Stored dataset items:
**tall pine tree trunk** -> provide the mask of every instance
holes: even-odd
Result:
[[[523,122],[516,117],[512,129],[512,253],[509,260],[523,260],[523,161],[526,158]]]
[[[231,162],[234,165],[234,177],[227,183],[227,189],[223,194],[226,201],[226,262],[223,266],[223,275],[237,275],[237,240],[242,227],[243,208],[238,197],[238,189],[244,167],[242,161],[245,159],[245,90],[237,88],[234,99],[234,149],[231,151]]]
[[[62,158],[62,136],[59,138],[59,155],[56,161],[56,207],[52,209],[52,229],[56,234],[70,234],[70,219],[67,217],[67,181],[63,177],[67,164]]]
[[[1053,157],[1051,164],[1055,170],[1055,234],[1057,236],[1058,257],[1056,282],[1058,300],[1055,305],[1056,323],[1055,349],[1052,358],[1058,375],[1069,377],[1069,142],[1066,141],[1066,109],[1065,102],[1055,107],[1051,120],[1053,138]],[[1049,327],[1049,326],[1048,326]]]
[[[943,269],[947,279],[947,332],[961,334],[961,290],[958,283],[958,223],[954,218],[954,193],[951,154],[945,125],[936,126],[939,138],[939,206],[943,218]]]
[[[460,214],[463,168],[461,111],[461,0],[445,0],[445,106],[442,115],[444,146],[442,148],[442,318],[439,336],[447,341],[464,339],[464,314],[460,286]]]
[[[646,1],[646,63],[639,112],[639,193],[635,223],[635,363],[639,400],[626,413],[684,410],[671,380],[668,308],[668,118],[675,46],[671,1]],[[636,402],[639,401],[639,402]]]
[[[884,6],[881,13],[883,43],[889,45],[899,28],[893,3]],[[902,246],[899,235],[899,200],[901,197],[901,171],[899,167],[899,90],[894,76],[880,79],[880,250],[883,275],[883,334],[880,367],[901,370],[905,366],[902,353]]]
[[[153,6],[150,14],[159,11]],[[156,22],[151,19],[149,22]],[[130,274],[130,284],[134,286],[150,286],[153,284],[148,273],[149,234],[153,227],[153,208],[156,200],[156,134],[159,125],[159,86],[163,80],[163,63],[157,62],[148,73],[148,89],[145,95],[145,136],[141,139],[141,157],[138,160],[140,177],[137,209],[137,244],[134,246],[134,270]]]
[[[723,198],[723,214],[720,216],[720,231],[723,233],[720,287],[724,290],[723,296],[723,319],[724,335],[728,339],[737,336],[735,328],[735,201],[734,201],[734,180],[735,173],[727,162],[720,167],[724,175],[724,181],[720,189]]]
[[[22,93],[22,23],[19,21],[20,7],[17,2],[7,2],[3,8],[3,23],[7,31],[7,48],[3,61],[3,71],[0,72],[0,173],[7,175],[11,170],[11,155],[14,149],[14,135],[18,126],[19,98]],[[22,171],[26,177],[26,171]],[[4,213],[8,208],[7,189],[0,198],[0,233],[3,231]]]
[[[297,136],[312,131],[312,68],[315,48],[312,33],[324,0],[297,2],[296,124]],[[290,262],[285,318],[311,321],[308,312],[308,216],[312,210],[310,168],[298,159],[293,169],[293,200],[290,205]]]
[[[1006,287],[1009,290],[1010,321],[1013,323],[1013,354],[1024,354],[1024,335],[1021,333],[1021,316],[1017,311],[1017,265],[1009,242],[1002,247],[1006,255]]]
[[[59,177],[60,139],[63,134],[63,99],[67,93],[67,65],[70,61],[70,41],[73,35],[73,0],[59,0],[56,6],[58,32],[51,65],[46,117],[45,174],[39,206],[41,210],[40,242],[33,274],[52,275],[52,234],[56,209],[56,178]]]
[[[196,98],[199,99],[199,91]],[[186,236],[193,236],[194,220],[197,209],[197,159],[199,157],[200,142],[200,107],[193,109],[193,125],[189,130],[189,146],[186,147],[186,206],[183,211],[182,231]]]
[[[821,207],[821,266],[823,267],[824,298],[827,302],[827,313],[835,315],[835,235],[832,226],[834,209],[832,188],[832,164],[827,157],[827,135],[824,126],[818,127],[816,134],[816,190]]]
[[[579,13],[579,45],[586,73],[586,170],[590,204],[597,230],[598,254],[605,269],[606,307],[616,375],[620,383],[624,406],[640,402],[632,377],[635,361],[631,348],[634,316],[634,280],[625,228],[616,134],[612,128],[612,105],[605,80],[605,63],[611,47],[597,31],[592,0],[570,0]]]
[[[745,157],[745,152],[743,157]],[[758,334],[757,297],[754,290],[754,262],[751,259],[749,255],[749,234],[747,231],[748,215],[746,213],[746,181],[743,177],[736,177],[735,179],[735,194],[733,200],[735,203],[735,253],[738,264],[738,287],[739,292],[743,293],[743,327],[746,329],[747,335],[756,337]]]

INSTRUCTION: Output all records verbatim.

RESULT OF THIS EXERCISE:
**tall pine tree trunk** -> provide the mask of every instance
holes: even-odd
Result:
[[[523,122],[516,117],[512,129],[512,253],[509,260],[523,260],[523,161],[526,158]]]
[[[231,162],[234,165],[234,177],[227,183],[227,189],[223,194],[226,201],[226,262],[223,266],[223,275],[237,275],[237,240],[242,227],[243,208],[238,197],[238,189],[244,167],[242,161],[245,159],[245,90],[237,88],[234,99],[234,149],[231,151]]]
[[[62,158],[62,136],[59,138],[59,155],[56,161],[56,207],[52,209],[52,229],[56,234],[70,234],[70,219],[67,217],[67,181],[63,177],[67,164]]]
[[[1053,157],[1051,164],[1055,170],[1055,234],[1057,236],[1058,257],[1056,282],[1058,300],[1055,305],[1056,323],[1055,349],[1052,358],[1058,375],[1069,377],[1069,142],[1066,141],[1066,109],[1065,102],[1055,107],[1051,120],[1053,138]],[[1049,327],[1049,326],[1048,326]]]
[[[943,269],[947,279],[947,332],[961,334],[961,290],[958,283],[958,223],[954,218],[954,193],[951,154],[945,125],[936,126],[939,138],[939,206],[943,218]]]
[[[460,214],[463,168],[461,111],[461,0],[445,0],[445,106],[442,115],[444,146],[442,148],[442,318],[439,336],[447,341],[464,339],[464,314],[460,286]]]
[[[646,1],[646,63],[639,112],[639,193],[635,223],[635,363],[639,400],[626,413],[684,410],[671,380],[668,308],[668,118],[675,46],[671,1]],[[636,402],[639,401],[639,402]]]
[[[884,6],[881,13],[883,43],[889,45],[899,28],[893,3]],[[902,246],[899,235],[899,200],[901,197],[901,171],[899,167],[899,90],[894,76],[880,79],[880,250],[883,275],[883,334],[880,367],[901,370],[905,366],[902,353]]]
[[[153,6],[150,14],[159,11]],[[156,22],[151,19],[149,22]],[[130,274],[130,284],[134,286],[150,286],[153,284],[148,273],[149,234],[153,227],[153,208],[156,200],[156,134],[159,125],[159,86],[163,80],[163,63],[157,62],[148,73],[148,89],[145,95],[145,136],[141,139],[141,157],[138,160],[140,177],[137,209],[137,244],[134,246],[134,270]]]
[[[723,198],[723,214],[720,216],[720,231],[723,233],[720,287],[724,290],[723,296],[723,319],[724,335],[728,339],[737,336],[735,328],[735,201],[734,201],[734,180],[735,173],[727,162],[720,167],[724,175],[724,181],[720,189]]]
[[[22,93],[22,23],[19,21],[20,7],[17,2],[7,2],[3,8],[3,23],[7,31],[7,48],[3,61],[3,71],[0,72],[0,173],[7,175],[11,170],[11,155],[14,149],[14,135],[18,126],[19,98]],[[22,171],[26,177],[26,171]],[[4,213],[8,208],[7,189],[0,198],[0,233],[3,231]]]
[[[297,136],[312,131],[312,68],[315,48],[312,33],[324,0],[297,2],[296,124]],[[290,262],[285,318],[311,321],[308,312],[308,216],[312,210],[310,168],[298,159],[293,169],[293,200],[290,205]]]
[[[1006,287],[1009,290],[1010,321],[1013,323],[1013,354],[1024,354],[1024,335],[1021,333],[1021,316],[1017,311],[1017,265],[1009,242],[1002,247],[1006,255]]]
[[[59,177],[60,139],[63,134],[63,99],[67,93],[67,65],[70,61],[70,41],[73,35],[73,0],[59,0],[56,6],[58,32],[51,65],[46,117],[45,174],[39,206],[41,210],[40,242],[33,274],[52,275],[52,234],[56,209],[56,178]]]
[[[196,98],[199,99],[199,91]],[[186,236],[193,236],[194,220],[197,209],[197,159],[199,157],[200,142],[200,107],[193,109],[193,125],[189,130],[189,146],[186,147],[186,206],[183,211],[182,231]]]
[[[821,207],[821,266],[823,267],[824,298],[827,302],[827,313],[835,315],[835,235],[832,226],[834,209],[832,188],[832,164],[827,157],[827,135],[824,126],[818,127],[816,134],[816,190]]]
[[[579,13],[579,45],[586,73],[586,170],[590,204],[597,230],[598,254],[605,269],[606,307],[616,375],[620,383],[624,406],[640,402],[632,377],[635,361],[631,348],[634,316],[634,280],[625,228],[616,134],[612,128],[612,105],[605,80],[605,63],[611,47],[597,31],[592,0],[570,0]]]
[[[745,157],[745,152],[743,157]],[[758,334],[757,297],[754,290],[754,262],[751,259],[749,255],[749,234],[747,231],[748,215],[746,213],[746,181],[743,177],[736,177],[735,179],[735,194],[733,200],[735,203],[735,253],[738,264],[738,287],[739,292],[743,293],[743,327],[746,329],[747,335],[756,337]]]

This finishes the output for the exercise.